» THE PROBLEM:
Please return every line of the listing below without changes, leaving the pictures out of your answer.

------ EXERCISE MATERIAL

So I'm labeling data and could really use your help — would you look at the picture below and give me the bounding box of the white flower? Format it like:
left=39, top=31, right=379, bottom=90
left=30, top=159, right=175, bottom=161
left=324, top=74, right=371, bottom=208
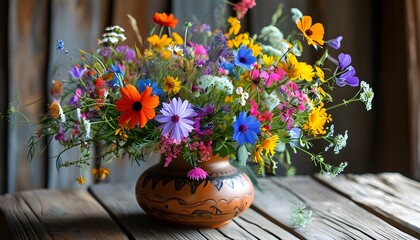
left=262, top=91, right=280, bottom=112
left=76, top=108, right=82, bottom=122
left=236, top=87, right=244, bottom=95
left=57, top=101, right=66, bottom=122
left=360, top=81, right=375, bottom=111
left=197, top=75, right=214, bottom=90
left=261, top=25, right=284, bottom=48
left=334, top=130, right=348, bottom=154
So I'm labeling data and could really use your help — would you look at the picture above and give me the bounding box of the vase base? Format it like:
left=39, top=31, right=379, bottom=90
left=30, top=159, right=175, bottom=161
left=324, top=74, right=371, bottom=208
left=150, top=216, right=232, bottom=229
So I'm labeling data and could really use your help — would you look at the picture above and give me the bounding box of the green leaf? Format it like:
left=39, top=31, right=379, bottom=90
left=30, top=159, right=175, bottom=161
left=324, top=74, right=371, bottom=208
left=236, top=144, right=248, bottom=166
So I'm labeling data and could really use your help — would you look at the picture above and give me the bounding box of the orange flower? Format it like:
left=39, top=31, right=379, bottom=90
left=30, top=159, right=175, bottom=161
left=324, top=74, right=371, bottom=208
left=116, top=84, right=159, bottom=128
left=153, top=12, right=178, bottom=28
left=296, top=16, right=324, bottom=47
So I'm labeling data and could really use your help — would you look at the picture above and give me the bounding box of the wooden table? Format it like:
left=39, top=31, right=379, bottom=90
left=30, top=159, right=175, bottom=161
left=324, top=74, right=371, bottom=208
left=0, top=173, right=420, bottom=240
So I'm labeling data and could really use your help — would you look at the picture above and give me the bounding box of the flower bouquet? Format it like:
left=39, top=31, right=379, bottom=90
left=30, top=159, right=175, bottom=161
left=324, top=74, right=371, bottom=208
left=9, top=1, right=374, bottom=184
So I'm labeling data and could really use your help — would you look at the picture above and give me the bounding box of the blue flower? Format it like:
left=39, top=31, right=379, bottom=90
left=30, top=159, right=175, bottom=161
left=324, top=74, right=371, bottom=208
left=234, top=45, right=257, bottom=71
left=107, top=64, right=124, bottom=87
left=232, top=112, right=261, bottom=145
left=137, top=79, right=163, bottom=96
left=327, top=36, right=343, bottom=49
left=335, top=66, right=359, bottom=87
left=338, top=53, right=351, bottom=71
left=55, top=39, right=64, bottom=52
left=69, top=65, right=87, bottom=79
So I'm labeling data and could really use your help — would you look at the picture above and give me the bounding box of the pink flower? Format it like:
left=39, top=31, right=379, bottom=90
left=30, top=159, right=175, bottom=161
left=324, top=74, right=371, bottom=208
left=265, top=68, right=286, bottom=87
left=233, top=0, right=255, bottom=19
left=249, top=99, right=260, bottom=117
left=188, top=167, right=208, bottom=181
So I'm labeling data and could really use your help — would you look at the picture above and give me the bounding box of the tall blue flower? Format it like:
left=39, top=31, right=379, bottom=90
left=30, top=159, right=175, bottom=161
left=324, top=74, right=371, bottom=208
left=338, top=53, right=351, bottom=71
left=137, top=79, right=163, bottom=96
left=234, top=45, right=257, bottom=71
left=232, top=112, right=261, bottom=145
left=335, top=66, right=359, bottom=87
left=69, top=65, right=87, bottom=79
left=107, top=64, right=124, bottom=87
left=55, top=39, right=64, bottom=52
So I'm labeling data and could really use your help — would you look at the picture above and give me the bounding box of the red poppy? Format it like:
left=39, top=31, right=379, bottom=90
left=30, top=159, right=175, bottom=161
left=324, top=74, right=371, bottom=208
left=116, top=84, right=159, bottom=128
left=153, top=12, right=178, bottom=28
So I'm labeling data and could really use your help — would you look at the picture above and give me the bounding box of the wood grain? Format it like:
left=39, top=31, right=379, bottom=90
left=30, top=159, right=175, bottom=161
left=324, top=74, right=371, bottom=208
left=0, top=194, right=52, bottom=240
left=90, top=184, right=296, bottom=239
left=317, top=173, right=420, bottom=238
left=8, top=0, right=49, bottom=192
left=21, top=189, right=128, bottom=239
left=253, top=176, right=414, bottom=240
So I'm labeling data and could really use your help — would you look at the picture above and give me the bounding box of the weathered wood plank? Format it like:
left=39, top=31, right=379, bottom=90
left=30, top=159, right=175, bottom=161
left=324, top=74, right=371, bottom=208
left=89, top=184, right=206, bottom=239
left=46, top=0, right=111, bottom=189
left=253, top=176, right=414, bottom=240
left=233, top=208, right=299, bottom=239
left=90, top=184, right=294, bottom=239
left=0, top=194, right=52, bottom=240
left=20, top=189, right=128, bottom=239
left=5, top=0, right=48, bottom=192
left=317, top=173, right=420, bottom=238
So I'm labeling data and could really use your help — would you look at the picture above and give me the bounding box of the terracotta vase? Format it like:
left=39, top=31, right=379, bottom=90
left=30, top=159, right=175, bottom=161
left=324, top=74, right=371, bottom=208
left=136, top=155, right=254, bottom=228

------------

» SOLUTION TO THE EXERCISE:
So I'm labeling data and could really use your help — would you look at the picture below and give me the bounding box of the white flower? Format it like:
left=39, top=31, right=379, bottom=90
left=30, top=159, right=175, bottom=161
left=324, top=74, right=371, bottom=208
left=262, top=91, right=280, bottom=112
left=76, top=108, right=82, bottom=122
left=236, top=87, right=244, bottom=95
left=57, top=101, right=66, bottom=122
left=360, top=81, right=375, bottom=111
left=197, top=75, right=214, bottom=90
left=261, top=25, right=284, bottom=48
left=334, top=130, right=348, bottom=154
So I'm labeling data and could really use your help — would you look at the picture above and give me the bounding box of the vase base? Format it like:
left=39, top=31, right=379, bottom=90
left=30, top=159, right=175, bottom=161
left=324, top=74, right=371, bottom=208
left=150, top=216, right=232, bottom=229
So I'm labeling data and could really use your help — would you look at the picture above and give me the bounding box of the green leaf? Format it like:
left=39, top=31, right=379, bottom=90
left=30, top=159, right=175, bottom=161
left=324, top=74, right=371, bottom=208
left=236, top=144, right=248, bottom=166
So I'm labeling data and could really use your help — would you look at the picture above and give me the bounding box of the orange flower? Format it like:
left=39, top=31, right=379, bottom=90
left=30, top=159, right=175, bottom=161
left=324, top=74, right=371, bottom=208
left=116, top=84, right=159, bottom=128
left=153, top=12, right=178, bottom=28
left=296, top=16, right=324, bottom=47
So I'm labeling data and could really use your help — would you look at the picture above and give me the bounding box of the wooden table? Format it like:
left=39, top=31, right=379, bottom=90
left=30, top=159, right=175, bottom=161
left=324, top=74, right=371, bottom=208
left=0, top=173, right=420, bottom=240
So I'm labeling data and could really use your help — would you look at the picture above and give me the bounding box of the flower bouquet? Format it like:
left=39, top=31, right=379, bottom=90
left=30, top=159, right=175, bottom=161
left=324, top=74, right=371, bottom=208
left=9, top=1, right=374, bottom=184
So I'm labeling data and could really use your help — would you look at the picture above and give me the bounding box of the blue flower? Format it like:
left=39, top=31, right=379, bottom=90
left=30, top=159, right=175, bottom=161
left=324, top=74, right=371, bottom=208
left=234, top=45, right=257, bottom=71
left=107, top=64, right=124, bottom=87
left=232, top=112, right=261, bottom=145
left=137, top=79, right=163, bottom=96
left=327, top=36, right=343, bottom=49
left=335, top=66, right=359, bottom=87
left=338, top=53, right=351, bottom=71
left=55, top=39, right=64, bottom=52
left=69, top=65, right=87, bottom=79
So I'm labeling data and could really use your help — would you look at the picture above and give me the bounding box of the pink flower? Format it like:
left=39, top=31, right=379, bottom=90
left=30, top=159, right=175, bottom=161
left=324, top=74, right=371, bottom=208
left=265, top=68, right=286, bottom=87
left=233, top=0, right=255, bottom=19
left=249, top=99, right=260, bottom=117
left=188, top=167, right=208, bottom=181
So I'm labeling data and could really use your help — would you look at the picture above and give me the bounding box of the tall blue flower? Format it like:
left=39, top=31, right=379, bottom=90
left=30, top=159, right=175, bottom=161
left=324, top=74, right=371, bottom=208
left=338, top=53, right=351, bottom=71
left=137, top=79, right=163, bottom=96
left=234, top=45, right=257, bottom=71
left=232, top=112, right=261, bottom=145
left=335, top=66, right=359, bottom=87
left=69, top=65, right=87, bottom=79
left=107, top=64, right=124, bottom=87
left=55, top=39, right=64, bottom=52
So I'm labeling data and could really use your help — would you look at the picture above and give me the bounding box of the red poppy? Format it like:
left=39, top=31, right=379, bottom=90
left=30, top=159, right=175, bottom=161
left=324, top=74, right=371, bottom=208
left=116, top=84, right=159, bottom=128
left=153, top=12, right=178, bottom=28
So I'm labeling data and could really use your help — would you look at the picture above and give me the bounding box of the wood grain? Format it like:
left=39, top=31, right=379, bottom=90
left=30, top=159, right=175, bottom=161
left=324, top=74, right=371, bottom=208
left=0, top=194, right=52, bottom=240
left=90, top=184, right=296, bottom=239
left=317, top=173, right=420, bottom=238
left=8, top=0, right=49, bottom=192
left=21, top=189, right=128, bottom=239
left=253, top=176, right=414, bottom=240
So I'm labeling data and could really use your help — would you look at the picture above and give me the bounding box of the weathered wood plank? Format it like:
left=39, top=31, right=379, bottom=90
left=30, top=159, right=175, bottom=161
left=324, top=74, right=371, bottom=208
left=89, top=184, right=206, bottom=239
left=46, top=0, right=111, bottom=189
left=253, top=176, right=414, bottom=240
left=233, top=208, right=299, bottom=239
left=90, top=184, right=294, bottom=239
left=0, top=194, right=52, bottom=240
left=20, top=189, right=128, bottom=239
left=5, top=0, right=48, bottom=192
left=317, top=173, right=420, bottom=238
So I'm labeling data and could really use your help — would you look at the picture above and give me the bounding box of the terracotta vase? Format it like:
left=39, top=31, right=379, bottom=90
left=30, top=159, right=175, bottom=161
left=324, top=74, right=371, bottom=208
left=136, top=155, right=254, bottom=228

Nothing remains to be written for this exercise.